(Passage shown Opens)
We welcome your comments below. If you are not already registered, please register to comment.

Remember we welcome robust, respectful and insightful debate. We don't welcome abusive or defamatory comments and will de-register those repeatedly making such comments. Our current comment policy is here.

4 Comments

by Zachary Smith | 18th May 24, 12:20pm 1715991640

AI is so intelligent that it doesn't even know how many fingers humans have. From what I have seen so far AI will result in the biggest dumbing down of humanity ever. The creators of AI are so terrified of anything controversial that it is practically useless as a genuine creative tool.

The "art" it produces is infantile. I doubt if it could even produce a Brothers Grimm story or even Tolkien. Anything dark or edgy it will simply refuse to do, yet art is supposed to be challenging, art is often political. AI is programmed to be heavily biased toward socialism, even communism, and is generally woke as woke can be in the most pejorative sense you can imagine.

by OldSkoolEconomics | 18th May 24, 2:57pm 1716001072

Some stuff it will do OK. Customer service is an example... but only to an extent.
(Passage shown Closes)
Exercise directions
Carry on the comment thread about AI after its last line.
(Material shown Opens)
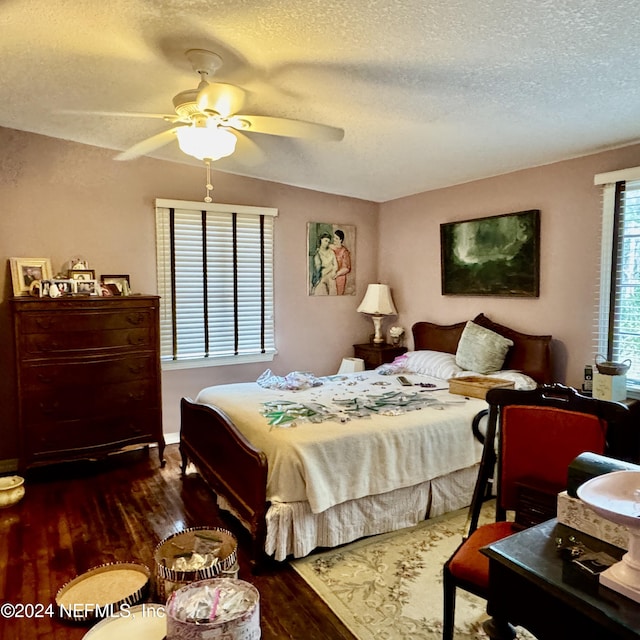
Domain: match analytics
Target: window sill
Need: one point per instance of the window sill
(201, 363)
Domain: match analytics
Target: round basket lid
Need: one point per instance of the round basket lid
(195, 554)
(142, 622)
(101, 591)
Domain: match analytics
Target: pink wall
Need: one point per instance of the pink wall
(570, 209)
(61, 199)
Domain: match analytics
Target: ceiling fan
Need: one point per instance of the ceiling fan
(207, 122)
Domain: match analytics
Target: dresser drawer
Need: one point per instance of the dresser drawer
(76, 436)
(90, 401)
(33, 345)
(75, 322)
(39, 376)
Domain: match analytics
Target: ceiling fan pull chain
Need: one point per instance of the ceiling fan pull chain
(209, 186)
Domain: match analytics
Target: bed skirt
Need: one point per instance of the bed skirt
(294, 530)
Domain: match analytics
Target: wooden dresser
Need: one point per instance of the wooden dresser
(88, 376)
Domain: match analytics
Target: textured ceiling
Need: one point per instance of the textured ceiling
(429, 93)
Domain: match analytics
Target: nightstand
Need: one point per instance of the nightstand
(376, 354)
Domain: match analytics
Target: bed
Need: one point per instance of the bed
(368, 457)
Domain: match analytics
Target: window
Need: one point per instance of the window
(619, 312)
(215, 279)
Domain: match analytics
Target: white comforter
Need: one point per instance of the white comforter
(332, 462)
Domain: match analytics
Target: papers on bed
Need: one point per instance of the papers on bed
(323, 463)
(287, 413)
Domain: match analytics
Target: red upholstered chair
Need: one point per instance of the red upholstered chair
(538, 434)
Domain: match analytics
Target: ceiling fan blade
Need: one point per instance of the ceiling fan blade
(285, 127)
(148, 145)
(223, 99)
(122, 114)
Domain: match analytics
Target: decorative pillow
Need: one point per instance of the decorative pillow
(437, 364)
(393, 368)
(481, 349)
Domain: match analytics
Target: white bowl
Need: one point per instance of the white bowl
(11, 490)
(615, 496)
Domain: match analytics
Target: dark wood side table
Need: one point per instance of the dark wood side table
(530, 585)
(376, 354)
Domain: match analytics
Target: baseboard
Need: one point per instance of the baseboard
(10, 465)
(172, 438)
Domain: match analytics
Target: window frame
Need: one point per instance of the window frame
(609, 258)
(164, 271)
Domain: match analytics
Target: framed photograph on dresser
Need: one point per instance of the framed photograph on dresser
(24, 271)
(121, 285)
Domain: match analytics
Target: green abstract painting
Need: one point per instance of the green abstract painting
(492, 256)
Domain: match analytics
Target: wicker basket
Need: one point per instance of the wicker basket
(477, 386)
(210, 541)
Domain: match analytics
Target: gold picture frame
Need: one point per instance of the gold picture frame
(24, 271)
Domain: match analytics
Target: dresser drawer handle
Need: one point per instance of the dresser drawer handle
(49, 408)
(45, 323)
(136, 341)
(135, 318)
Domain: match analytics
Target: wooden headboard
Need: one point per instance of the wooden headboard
(530, 353)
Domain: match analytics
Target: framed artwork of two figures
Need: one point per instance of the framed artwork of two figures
(331, 259)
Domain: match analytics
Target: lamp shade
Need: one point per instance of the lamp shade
(206, 143)
(377, 301)
(351, 365)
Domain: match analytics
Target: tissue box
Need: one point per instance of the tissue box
(576, 514)
(613, 388)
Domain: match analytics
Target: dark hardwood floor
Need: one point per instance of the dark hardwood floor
(77, 516)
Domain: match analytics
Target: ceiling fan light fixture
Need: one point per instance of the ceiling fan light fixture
(206, 143)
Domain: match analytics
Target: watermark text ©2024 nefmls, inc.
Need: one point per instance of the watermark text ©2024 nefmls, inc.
(78, 611)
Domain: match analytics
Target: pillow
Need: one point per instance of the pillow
(437, 364)
(481, 349)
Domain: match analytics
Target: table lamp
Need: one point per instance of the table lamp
(377, 303)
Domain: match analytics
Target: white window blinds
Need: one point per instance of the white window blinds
(215, 279)
(619, 317)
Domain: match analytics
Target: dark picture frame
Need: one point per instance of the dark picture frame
(81, 274)
(492, 256)
(121, 283)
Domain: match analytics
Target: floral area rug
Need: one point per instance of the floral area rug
(389, 587)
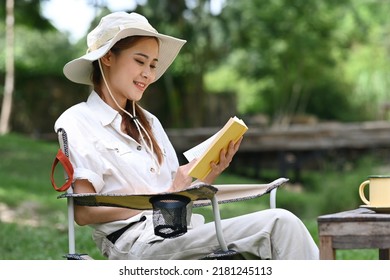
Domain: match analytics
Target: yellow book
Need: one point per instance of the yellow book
(209, 150)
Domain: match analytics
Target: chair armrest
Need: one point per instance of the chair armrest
(237, 192)
(199, 191)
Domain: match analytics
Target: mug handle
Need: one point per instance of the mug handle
(361, 192)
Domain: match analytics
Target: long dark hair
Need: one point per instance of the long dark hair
(130, 126)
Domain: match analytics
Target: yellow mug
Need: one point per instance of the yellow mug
(379, 191)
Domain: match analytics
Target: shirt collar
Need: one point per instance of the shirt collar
(106, 114)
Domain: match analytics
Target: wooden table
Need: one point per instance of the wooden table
(355, 229)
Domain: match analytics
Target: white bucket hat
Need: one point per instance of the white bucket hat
(110, 30)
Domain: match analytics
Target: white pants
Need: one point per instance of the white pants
(268, 234)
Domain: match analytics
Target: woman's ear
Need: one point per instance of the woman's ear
(106, 59)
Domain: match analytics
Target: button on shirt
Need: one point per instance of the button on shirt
(110, 159)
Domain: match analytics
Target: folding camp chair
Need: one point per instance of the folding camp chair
(200, 195)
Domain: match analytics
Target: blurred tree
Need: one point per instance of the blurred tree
(184, 98)
(10, 73)
(291, 49)
(41, 92)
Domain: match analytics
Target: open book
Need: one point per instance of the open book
(209, 150)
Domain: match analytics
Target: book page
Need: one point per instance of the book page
(200, 149)
(209, 150)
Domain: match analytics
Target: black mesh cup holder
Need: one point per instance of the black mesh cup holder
(170, 215)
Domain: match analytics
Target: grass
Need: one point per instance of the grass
(33, 222)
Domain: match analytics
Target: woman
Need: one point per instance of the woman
(118, 147)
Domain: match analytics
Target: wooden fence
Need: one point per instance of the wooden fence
(Material shown Closes)
Task output
Right now it is being overhyped as a way to make money by over inflating the share price of some companies via overpromises over what they can deliver.

Tesla is a prime example. Musk is betting the company on the fact AI will solve autonomous driving.. but the reality is that all it will do is use historical data to try to guess what will happen in all future scenarios very quickly. But because it will never match the human brain in dealing with unexpected events... it will never be able to deal with all situations correctly and thus will likely always result in accidents with nobody wanting to accept blame.

The biggest issue is that AI wants to compete with humans for jobs... which will result in a massive societal rebellion against it... as is happening in acting.. and once investors suss that it faces an uphill struggle and takes massive amount of power (affecting climate change and poor people access to resources) likely will kill the share prices of some businesses real fast, it will turn off the investment and entire industry cold dead.

Ai development will still happen.. but hopefully in a better direction.

by Juha Saarinen | 19th May 24, 2:47pm 1716086877

I asked GPT-4 to debunk your comment in the style of Malcolm Tucker and it wrote a promising first para starting with "Oh bollocks!" but then decided that was too much and deleted it. Tried again, and this time GPT-4 didn't delete the output, and wrote a response starting with "Oh, bloody hell!" but it wasn't at all Tuckerish in style. "In summary, this bloke’s got more hot air than a faulty blow-up doll". Fairly sure that Armando Iannucci et al would've come up with a better hot air figure of speech, but I don't know if their material's available for AI training due to copyright.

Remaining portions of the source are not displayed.